BEGIN Page excerpt

How to watch the Geminid meteor shower


This week is expected to bring the peak of the annual Geminid meteor shower, which NASA says “is considered to be one of the best and most reliable annual meteor showers.”

The annual event is unique in its ubiquity — no matter where viewers are around the world, they can look up at the sky and see meteors during the active range of Nov. 19–Dec. 24.

This year is especially exciting, since the peak of the active meteor shower will take place early Dec. 14 at 2 a.m. – just after the new moon, meaning the sky will be almost completely dark, setting up the perfect conditions to watch the meteor shower.

There are certain conditions, however, that are necessary in order to see the meteor shower.

Experts at NASA advise people to find an area away from city or streetlights and “come prepared for winter temperatures,” meaning don’t forget a sleeping bag, blanket or lawn chair.

END Page excerpt
BEGIN Stored data

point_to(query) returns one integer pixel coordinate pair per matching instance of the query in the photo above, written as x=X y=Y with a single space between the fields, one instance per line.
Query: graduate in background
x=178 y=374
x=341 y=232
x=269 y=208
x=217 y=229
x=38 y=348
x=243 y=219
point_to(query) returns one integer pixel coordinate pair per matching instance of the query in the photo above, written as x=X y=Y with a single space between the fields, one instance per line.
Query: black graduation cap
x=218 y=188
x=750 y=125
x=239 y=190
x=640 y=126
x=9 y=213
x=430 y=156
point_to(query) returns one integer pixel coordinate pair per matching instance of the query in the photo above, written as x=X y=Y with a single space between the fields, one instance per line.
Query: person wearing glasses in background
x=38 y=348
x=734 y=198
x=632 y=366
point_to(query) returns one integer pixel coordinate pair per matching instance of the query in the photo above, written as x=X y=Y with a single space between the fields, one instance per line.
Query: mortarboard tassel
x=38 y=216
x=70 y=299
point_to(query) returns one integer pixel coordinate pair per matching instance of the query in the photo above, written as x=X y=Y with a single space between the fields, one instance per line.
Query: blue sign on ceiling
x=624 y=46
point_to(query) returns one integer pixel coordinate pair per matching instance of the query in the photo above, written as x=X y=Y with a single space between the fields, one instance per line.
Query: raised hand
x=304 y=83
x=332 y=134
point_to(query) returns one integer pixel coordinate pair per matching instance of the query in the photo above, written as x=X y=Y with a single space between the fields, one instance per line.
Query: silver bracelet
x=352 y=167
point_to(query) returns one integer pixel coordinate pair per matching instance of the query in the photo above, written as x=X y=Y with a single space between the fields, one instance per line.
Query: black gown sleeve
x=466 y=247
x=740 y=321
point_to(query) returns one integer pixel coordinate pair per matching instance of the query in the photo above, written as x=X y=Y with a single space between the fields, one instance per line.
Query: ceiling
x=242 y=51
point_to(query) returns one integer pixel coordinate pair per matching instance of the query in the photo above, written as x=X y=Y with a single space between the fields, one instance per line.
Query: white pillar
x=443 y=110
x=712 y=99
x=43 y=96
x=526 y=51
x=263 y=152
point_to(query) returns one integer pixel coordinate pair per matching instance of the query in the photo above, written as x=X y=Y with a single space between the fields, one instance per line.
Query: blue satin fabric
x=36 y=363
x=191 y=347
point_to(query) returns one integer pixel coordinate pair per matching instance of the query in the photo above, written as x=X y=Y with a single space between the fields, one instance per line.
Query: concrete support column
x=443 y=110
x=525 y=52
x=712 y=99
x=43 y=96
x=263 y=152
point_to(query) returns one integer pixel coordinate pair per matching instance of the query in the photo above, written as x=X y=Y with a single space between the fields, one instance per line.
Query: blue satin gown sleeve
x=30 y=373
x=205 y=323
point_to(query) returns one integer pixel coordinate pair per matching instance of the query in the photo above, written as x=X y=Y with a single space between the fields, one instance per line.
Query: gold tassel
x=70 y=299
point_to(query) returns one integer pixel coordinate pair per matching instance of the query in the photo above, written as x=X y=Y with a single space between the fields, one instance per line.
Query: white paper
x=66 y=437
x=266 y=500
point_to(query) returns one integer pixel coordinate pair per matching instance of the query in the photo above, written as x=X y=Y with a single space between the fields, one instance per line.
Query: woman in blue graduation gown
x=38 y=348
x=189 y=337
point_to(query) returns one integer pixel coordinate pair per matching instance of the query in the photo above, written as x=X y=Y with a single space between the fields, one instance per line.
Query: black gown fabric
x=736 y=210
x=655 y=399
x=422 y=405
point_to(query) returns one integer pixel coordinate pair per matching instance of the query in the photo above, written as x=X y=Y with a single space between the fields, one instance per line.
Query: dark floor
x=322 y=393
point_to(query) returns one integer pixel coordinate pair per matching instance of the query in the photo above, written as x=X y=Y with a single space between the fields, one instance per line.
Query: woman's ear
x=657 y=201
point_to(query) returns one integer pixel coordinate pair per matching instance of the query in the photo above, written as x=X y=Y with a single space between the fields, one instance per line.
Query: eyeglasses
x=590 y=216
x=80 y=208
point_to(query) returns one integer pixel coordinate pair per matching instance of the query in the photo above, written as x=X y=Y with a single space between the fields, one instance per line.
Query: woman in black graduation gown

END Stored data

* **Work request 1**: According to the Geminid meteor shower article, when will this year's peak take place?
* **Work request 2**: List every item the Geminid meteor shower article tells viewers not to forget.
* **Work request 3**: Go on with the Geminid meteor shower article from its final sentence.

* **Response area 1**: Early on Dec. 14 at 2 a.m.

* **Response area 2**: A sleeping bag, a blanket, and a lawn chair.

* **Response area 3**:
The shower starts at approximately 9 or 10 p.m., NASA says, and continues until dawn. It takes some time for eyes to adjust to the dark sky so “be patient.”

“Lie flat on your back with your feet facing south and look up, taking in as much of the sky as possible. After about 30 minutes in the dark, your eyes will adapt and you will begin to see meteors. Be patient – the show will last until dawn, so you have plenty of time to catch a glimpse,” NASA advises.

Under perfect conditions, 120 Geminid meteors can be seen in the sky per hour, at its peak. There might be long stretches without any meteors in the sky, so don’t expect them to be evenly paced.